◆ **WHAT THIS EXERCISE ASKS**:
[1] Retype the stretch of the disciplinary text from "An Investigative Panel" through "Investigation’s prior inquiry." without changing a word.
[2] According to the disciplinary text, what amount in taxes did respondent fail to pay to the South Carolina Department of Revenue for Client C?
[3] Carry on the disciplinary text about respondent's unpaid client taxes, starting after its final sentence.

◆ **PROVIDED TEXT**:
==================================================
An Investigative Panel authorized a full investigation on March 18, 2005. Respondent received a Notice of Full Investigation on March 22, 2005. Respondent failed to respond to the Notice of Full Investigation within thirty (30) days. Respondent submitted he did not believe he was required to respond to the Notice of Full Investigation as he had responded to the Chief of Investigation’s prior inquiry.
While investigating Client A’s complaint, ODC received a complaint against respondent from Client B. Client B complained respondent failed to pay taxes of $1,149.89 due to the South Carolina Department of Revenue relating to a real estate transaction on October 16, 2003. Payment of the taxes was to be made from the net proceeds of the real estate transaction. Respondent’s failure to pay the taxes caused financial harm to Client B.
The original check payable to the tax authority, dated October 16, 2003, was located in Client B’s file. Respondent expressed his desire to immediately make restitution to Client B. Respondent sent an apology to Client B on May 27, 2005 and, on June 10, 2005, he sent Client B a certified check as full reimbursement.
During interviews with ODC, respondent acknowledged another client matter wherein a real estate closing occurred, but respondent failed to pay a tax authority. In this matter, respondent closed a real estate transaction for Client C on June 12, 2001, but failed to pay taxes of $2,240.00 to the South Carolina Department of Revenue. The taxes were to be paid from the proceeds of the real estate transaction. Respondent paid the outstanding taxes, plus interest, in June 2005.
==================================================
◆ **ENTRIES SUPPLIED**:
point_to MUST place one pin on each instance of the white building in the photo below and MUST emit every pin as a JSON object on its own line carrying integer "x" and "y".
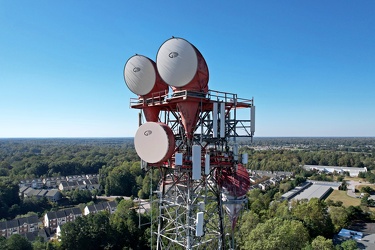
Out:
{"x": 331, "y": 169}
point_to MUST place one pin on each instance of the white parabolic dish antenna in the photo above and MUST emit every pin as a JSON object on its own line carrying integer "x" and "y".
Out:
{"x": 177, "y": 62}
{"x": 154, "y": 142}
{"x": 140, "y": 74}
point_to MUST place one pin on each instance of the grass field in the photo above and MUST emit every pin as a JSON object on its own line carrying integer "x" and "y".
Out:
{"x": 338, "y": 195}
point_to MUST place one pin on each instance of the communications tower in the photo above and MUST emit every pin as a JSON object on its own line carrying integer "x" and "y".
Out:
{"x": 190, "y": 135}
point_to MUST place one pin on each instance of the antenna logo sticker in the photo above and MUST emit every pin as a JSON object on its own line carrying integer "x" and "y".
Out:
{"x": 136, "y": 69}
{"x": 147, "y": 132}
{"x": 173, "y": 54}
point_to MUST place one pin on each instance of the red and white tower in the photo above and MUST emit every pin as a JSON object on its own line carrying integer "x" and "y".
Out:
{"x": 191, "y": 137}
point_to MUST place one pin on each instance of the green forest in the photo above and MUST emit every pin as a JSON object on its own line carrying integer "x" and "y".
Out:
{"x": 310, "y": 225}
==================================================
◆ **RESPONSES PER TASK**:
[1]
An Investigative Panel authorized a full investigation on March 18, 2005. Respondent received a Notice of Full Investigation on March 22, 2005. Respondent failed to respond to the Notice of Full Investigation within thirty (30) days. Respondent submitted he did not believe he was required to respond to the Notice of Full Investigation as he had responded to the Chief of Investigation’s prior inquiry.

[2] $2,240.00

[3]
Trust Account Matters
ODC requested respondent provide his law firm’s financial records from 2000 through 2005. During this period of time, respondent maintained two trust accounts. Respondent admits he failed to comply with most requirements of the recordkeeping provisions of Rule 417, SCACR, since the rule’s adoption on January 1, 1997. In particular, since 1997, respondent failed to reconcile the two trust accounts and failed to identify the majority of client funds deposited into the two trust accounts by failing to place a client name or file number on the deposit tickets. Respondent admits that, from 1997 to the present, he was unable to identify the clients whose monies were in his trust accounts or identify a client’s existing fund balance at any given time.
Respondent admits he did not maintain client ledger sheets for non-real estate matters, but did maintain some form of disbursement sheet in the client file that may or may not have contained all information required by Rule 417, SCACR.
Respondent admits that for several years banks imposed monthly administrative fees and/or analysis fees against his two trust accounts. He admits he did not deposit funds in the trust accounts to cover these charges and the fees were paid out of client funds.
Respondent admits that there recently existed a client fund shortage of approximately $8,000.00. Respondent represents that, in June 2005, he deposited $6,000.00 of his personal funds into the trust accounts in an attempt to cover this shortage.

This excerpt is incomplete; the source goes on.